— WORK INSTRUCTIONS —
A line-by-line copy of the material below is required.

──────────────────────────────

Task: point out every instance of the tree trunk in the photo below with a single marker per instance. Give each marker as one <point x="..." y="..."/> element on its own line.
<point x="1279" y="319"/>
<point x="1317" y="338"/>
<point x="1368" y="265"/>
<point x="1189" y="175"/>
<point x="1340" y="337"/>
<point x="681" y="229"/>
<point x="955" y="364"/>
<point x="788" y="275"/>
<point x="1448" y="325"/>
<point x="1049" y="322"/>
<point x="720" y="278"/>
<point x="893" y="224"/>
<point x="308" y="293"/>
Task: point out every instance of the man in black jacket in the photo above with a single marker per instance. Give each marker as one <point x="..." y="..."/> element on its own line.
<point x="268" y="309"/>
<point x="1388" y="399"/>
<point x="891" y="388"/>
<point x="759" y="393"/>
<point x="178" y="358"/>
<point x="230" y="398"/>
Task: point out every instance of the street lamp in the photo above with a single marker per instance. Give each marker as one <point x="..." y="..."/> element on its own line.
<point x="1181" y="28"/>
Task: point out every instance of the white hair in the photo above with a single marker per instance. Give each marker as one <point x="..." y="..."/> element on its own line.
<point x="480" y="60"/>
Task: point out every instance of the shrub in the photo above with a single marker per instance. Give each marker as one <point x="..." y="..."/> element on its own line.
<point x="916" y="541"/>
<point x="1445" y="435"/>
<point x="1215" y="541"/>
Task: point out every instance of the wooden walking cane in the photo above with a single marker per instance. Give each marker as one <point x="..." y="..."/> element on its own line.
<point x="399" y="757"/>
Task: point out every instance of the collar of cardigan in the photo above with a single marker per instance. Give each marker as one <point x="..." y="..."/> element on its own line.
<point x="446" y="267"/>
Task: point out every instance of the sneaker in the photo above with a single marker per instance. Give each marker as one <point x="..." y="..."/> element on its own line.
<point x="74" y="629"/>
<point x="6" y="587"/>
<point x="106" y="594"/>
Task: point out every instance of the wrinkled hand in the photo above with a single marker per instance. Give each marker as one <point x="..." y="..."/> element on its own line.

──────────────────────────────

— EXERCISE OUTPUT —
Task: point out every instance of the tree trunk in the photo below with a single marker per instance. Give each marker as one <point x="..." y="..."/> element on its own line.
<point x="1279" y="319"/>
<point x="1317" y="338"/>
<point x="1368" y="265"/>
<point x="1189" y="175"/>
<point x="1340" y="337"/>
<point x="681" y="229"/>
<point x="955" y="364"/>
<point x="788" y="275"/>
<point x="1448" y="325"/>
<point x="1049" y="322"/>
<point x="720" y="278"/>
<point x="893" y="224"/>
<point x="308" y="293"/>
Task: point out every instance of the man in black jacket in the photo above with a single marker per instance. Give each marker as one <point x="..." y="..."/> element on its own line.
<point x="268" y="309"/>
<point x="1388" y="399"/>
<point x="891" y="388"/>
<point x="759" y="393"/>
<point x="178" y="358"/>
<point x="230" y="398"/>
Task: point out every instance of the street lamp in the photo above with a single marker per instance. Give each marker as one <point x="..." y="..."/> element on its own line.
<point x="1181" y="28"/>
Task: point out every instance of the white hair in the photo above with a single marker per instance. Give each marker as one <point x="..." y="..."/> element on its own line.
<point x="480" y="60"/>
Task: point out every instance of the shrub in the photo above with a single marker per instance. Give each marker as one <point x="..." y="..."/> element on its own line.
<point x="916" y="541"/>
<point x="1445" y="435"/>
<point x="1215" y="541"/>
Task: point out every instance of the wooden walking cane in the photo above with a single marker per instance. Give each marker as one <point x="..." y="..."/> element on its own line.
<point x="399" y="757"/>
Task: point out every instance of the collar of cardigan in the photo above with a single marker per instance. Give each marker as one <point x="..." y="..."/> element on its own line.
<point x="446" y="267"/>
Task: point out every instance of the sneaker in the photo above with a single marker per instance. Give each marker as one <point x="..." y="..."/> element on its own line.
<point x="74" y="629"/>
<point x="6" y="587"/>
<point x="106" y="594"/>
Task: point out every instance of the wrinkled hand in the photo above with a single marker per instance. Give each marker as one <point x="..." y="..."/> element on its own line.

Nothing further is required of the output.